**Extract to read:**
Who is the greatest dog in the history of stage and screen? Lassie, you say? Nonsense. I don’t give a rat’s ass if Timmy is stuck in a well. Let him drown. Benji? Poppycock. I wish he was still shipwrecked. Rin Tin Tin? Balderdash. He should have died on a WWI German battlefield with honor instead of making all those awful movies.
Maybe you think it’s a fictional dog. Scooby Doo? Ludicrous. Hey Scoob! Will you lick my taint for TWO scooby snacks, you lisping disaster? Astro? Rut Roh, George! Elroy’s sticking things in my no-no spot again. Brian Griffin? That pretentious douche should be sipping lattes in a Parisian cafe while reading Satre. (Or finishing his novel.)
Nope. Those dogs, real or fictional, should all find themselves gutted, skinned, and hanging in the window of a Japanese butcher’s shop. (Right next to the shark fins.) When it comes to screen legends, one dog trumps them all. One dog made a difference. I’m talking of course about the one and only… Precious. That’s right. Precious. Precious was James “Buffalo Bill” Gumb’s pet Bichon Frise in “Silence of the Lambs.” Listen up, dummies: Precious was integral in keeping Buffalo Bill “grounded.” Without him we might have ALL been killed. As it was, all Buffalo Bill did was murder and skin a couple of disgusting manatee-esque women in his noble and worthwhile attempt to make a skin suit out of them. Lords know Frederica Bimmel and all those other monstrosities (including Senator Ruth Gordon’s size 14 fat-ass daughter, Catherine) weren’t doing anything notable with their lives except sitting around and getting fatter. “Oh, wait…was she a great big fat person?” – Buffalo Bill. She sure was, Bill. She sure was.

**Supplied entries:**

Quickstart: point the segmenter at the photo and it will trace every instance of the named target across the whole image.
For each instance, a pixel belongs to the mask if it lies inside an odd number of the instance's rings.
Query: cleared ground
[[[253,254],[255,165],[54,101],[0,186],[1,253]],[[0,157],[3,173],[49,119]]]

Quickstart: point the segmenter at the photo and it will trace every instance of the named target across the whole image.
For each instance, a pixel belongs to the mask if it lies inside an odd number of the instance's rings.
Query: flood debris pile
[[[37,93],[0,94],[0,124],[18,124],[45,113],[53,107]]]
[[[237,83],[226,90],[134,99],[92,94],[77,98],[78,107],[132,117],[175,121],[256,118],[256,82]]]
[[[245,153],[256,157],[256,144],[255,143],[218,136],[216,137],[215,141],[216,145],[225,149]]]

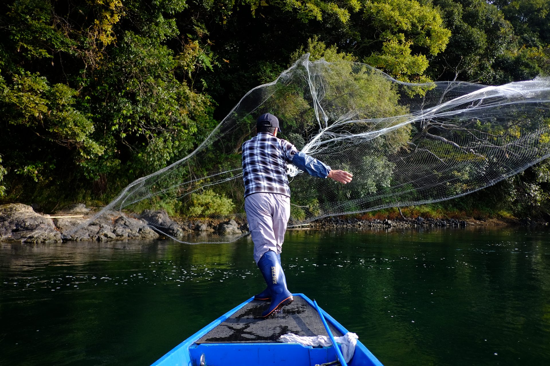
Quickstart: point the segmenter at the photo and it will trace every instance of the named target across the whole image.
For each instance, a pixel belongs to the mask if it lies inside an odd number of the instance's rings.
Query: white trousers
[[[280,254],[290,216],[290,199],[277,193],[253,193],[244,199],[256,264],[270,250]]]

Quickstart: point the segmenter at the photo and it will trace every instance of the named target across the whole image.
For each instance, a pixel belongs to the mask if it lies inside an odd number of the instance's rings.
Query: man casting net
[[[548,78],[501,86],[413,84],[363,64],[311,61],[306,54],[247,93],[193,153],[134,181],[97,216],[139,213],[163,202],[187,217],[245,222],[241,147],[265,113],[278,118],[278,137],[353,173],[344,185],[288,164],[290,226],[447,200],[550,156],[549,107]],[[174,239],[223,243],[244,231]]]

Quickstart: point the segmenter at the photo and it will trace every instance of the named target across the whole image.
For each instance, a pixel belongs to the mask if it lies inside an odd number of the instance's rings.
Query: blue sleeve
[[[294,155],[292,164],[313,177],[326,178],[331,172],[331,167],[301,151]]]

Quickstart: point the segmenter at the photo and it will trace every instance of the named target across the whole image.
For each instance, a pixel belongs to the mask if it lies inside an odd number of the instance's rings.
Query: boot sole
[[[270,316],[270,314],[271,314],[272,313],[273,313],[274,311],[275,311],[277,309],[280,309],[282,307],[283,307],[283,306],[284,306],[285,305],[286,305],[287,304],[289,304],[289,303],[290,303],[291,302],[292,302],[294,301],[294,298],[292,296],[290,296],[288,297],[287,297],[284,300],[283,300],[282,301],[281,301],[280,302],[279,302],[279,304],[277,306],[275,307],[275,308],[274,308],[273,310],[272,310],[271,311],[270,311],[268,314],[266,314],[266,315],[262,315],[262,318],[267,318],[267,317]]]

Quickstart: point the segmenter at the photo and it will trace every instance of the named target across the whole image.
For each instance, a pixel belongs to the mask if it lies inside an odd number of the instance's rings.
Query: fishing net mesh
[[[188,217],[245,222],[241,147],[266,112],[279,118],[278,137],[353,173],[344,185],[289,165],[290,227],[458,197],[548,157],[549,106],[548,78],[501,86],[412,84],[364,64],[311,61],[306,54],[249,92],[191,154],[133,182],[96,217],[171,202]],[[246,233],[174,239],[223,243]]]

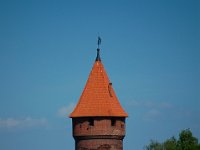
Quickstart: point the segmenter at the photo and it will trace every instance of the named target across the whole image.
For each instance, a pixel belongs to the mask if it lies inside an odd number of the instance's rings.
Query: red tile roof
[[[83,93],[69,117],[127,117],[100,60],[96,60]]]

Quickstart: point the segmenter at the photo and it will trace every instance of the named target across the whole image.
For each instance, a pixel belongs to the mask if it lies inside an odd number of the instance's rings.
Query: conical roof
[[[73,112],[69,117],[127,117],[97,53],[96,61]]]

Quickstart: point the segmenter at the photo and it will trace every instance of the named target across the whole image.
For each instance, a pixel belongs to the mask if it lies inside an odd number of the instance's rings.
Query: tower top
[[[101,57],[100,57],[100,46],[101,44],[101,38],[98,36],[98,42],[97,42],[97,45],[98,45],[98,48],[97,48],[97,57],[96,57],[96,61],[101,61]]]
[[[98,47],[99,47],[98,39]],[[128,117],[115,94],[100,60],[99,48],[89,78],[73,112],[69,117]]]

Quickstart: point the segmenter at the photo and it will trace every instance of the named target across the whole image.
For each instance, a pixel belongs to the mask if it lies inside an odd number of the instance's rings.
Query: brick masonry
[[[124,117],[73,118],[76,150],[122,150]]]

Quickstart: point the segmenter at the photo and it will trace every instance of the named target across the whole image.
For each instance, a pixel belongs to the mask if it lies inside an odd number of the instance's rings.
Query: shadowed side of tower
[[[100,49],[89,78],[70,114],[76,150],[122,150],[125,118],[100,59]]]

**To do:**
A. From the piece about the greatest screen dog, reproduce word for word the part that opens with the words containing "Who is the greatest" and closes with "those awful movies.".
B. Summarize the piece about the greatest screen dog in two sentences.
C. According to the piece about the greatest screen dog, what breed of dog is Precious?

**Solved problems:**
A.
Who is the greatest dog in the history of stage and screen? Lassie, you say? Nonsense. I don’t give a rat’s ass if Timmy is stuck in a well. Let him drown. Benji? Poppycock. I wish he was still shipwrecked. Rin Tin Tin? Balderdash. He should have died on a WWI German battlefield with honor instead of making all those awful movies.

B. The writer dismisses famous real and fictional dogs such as Lassie, Benji, Rin Tin Tin, Scooby Doo, Astro, and Brian Griffin. Instead, the writer names Precious, Buffalo Bill's pet Bichon Frise in "Silence of the Lambs," as the one dog that trumps them all.

C. Precious is a Bichon Frise.